> **Stated task**:
Give the lines of the items below as a numbered list, leaving out blank lines. Include only the lines from the one containing "Can you find the stone" through the final line of the items, with both ends included.

Dataset items on object locations:
---------------
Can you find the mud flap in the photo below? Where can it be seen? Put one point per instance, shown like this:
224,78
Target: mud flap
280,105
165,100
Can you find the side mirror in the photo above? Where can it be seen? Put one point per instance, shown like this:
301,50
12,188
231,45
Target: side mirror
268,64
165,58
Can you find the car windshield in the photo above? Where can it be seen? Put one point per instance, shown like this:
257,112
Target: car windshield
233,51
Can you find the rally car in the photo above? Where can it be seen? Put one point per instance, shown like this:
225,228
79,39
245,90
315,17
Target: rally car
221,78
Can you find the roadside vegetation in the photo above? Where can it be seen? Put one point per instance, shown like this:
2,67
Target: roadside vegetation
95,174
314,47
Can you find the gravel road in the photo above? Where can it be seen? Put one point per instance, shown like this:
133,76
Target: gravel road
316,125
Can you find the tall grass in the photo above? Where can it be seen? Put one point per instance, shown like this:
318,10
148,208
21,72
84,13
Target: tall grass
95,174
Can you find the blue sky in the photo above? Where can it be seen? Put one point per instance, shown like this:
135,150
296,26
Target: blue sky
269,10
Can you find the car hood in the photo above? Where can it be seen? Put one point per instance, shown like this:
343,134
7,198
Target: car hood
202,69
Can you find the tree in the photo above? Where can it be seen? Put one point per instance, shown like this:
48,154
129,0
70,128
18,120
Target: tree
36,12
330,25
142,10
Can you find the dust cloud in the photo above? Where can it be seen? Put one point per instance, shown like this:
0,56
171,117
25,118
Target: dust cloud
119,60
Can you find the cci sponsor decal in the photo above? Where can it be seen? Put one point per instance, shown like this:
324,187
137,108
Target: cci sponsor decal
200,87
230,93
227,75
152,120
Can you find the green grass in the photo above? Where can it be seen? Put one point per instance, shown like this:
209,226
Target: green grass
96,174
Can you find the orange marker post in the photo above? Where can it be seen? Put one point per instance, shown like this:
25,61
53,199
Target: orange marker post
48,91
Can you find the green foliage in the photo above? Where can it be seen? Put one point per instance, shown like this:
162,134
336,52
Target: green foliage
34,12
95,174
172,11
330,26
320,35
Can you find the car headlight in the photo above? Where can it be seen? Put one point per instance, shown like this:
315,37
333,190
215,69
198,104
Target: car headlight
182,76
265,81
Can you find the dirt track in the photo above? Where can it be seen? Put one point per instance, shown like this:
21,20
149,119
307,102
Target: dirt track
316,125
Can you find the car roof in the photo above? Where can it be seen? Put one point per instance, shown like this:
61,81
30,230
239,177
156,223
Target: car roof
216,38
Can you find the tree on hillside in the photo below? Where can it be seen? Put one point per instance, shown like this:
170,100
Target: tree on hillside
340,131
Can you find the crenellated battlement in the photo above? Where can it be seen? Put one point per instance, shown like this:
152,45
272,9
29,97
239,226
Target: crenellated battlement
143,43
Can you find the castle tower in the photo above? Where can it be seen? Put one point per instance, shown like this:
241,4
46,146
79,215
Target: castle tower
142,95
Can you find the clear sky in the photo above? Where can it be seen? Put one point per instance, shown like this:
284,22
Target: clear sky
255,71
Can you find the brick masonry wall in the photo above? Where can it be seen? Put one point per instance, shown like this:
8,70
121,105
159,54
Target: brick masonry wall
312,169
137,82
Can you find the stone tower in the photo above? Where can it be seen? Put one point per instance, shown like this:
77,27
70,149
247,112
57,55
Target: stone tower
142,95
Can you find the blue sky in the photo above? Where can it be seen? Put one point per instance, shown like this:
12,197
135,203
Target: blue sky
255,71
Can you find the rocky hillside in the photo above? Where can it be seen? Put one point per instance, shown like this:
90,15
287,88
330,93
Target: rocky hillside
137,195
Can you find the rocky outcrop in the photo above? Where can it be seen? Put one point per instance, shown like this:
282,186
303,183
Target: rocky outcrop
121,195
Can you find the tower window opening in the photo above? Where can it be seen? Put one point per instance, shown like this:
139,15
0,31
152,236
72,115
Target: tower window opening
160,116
---------------
> **Output of the exercise**:
1. Can you find the stone tower in the photo above? Where can it be seen? Put one point per instance, shown like this:
2. 77,27
3. 70,149
4. 247,112
5. 57,55
6. Target: stone tower
7. 142,95
8. Can you find the blue sky in the photo above? Where can it be seen? Put one point per instance, shown like this:
9. 12,197
10. 135,203
11. Target: blue sky
12. 255,71
13. Can you find the rocky hillside in the photo above? Where can it be seen? Put one point per instance, shown like this:
14. 90,15
15. 287,88
16. 330,93
17. Target: rocky hillside
18. 137,195
19. Can you find the rocky outcrop in the photo above? Where can it be seen? Put one point per instance, shown like this:
20. 282,186
21. 303,183
22. Target: rocky outcrop
23. 121,195
24. Can you find the tower window opening in the photo above? Where can it be seen? Put one point per instance, shown like this:
25. 139,15
26. 0,31
27. 152,236
28. 72,115
29. Target: tower window opening
30. 160,116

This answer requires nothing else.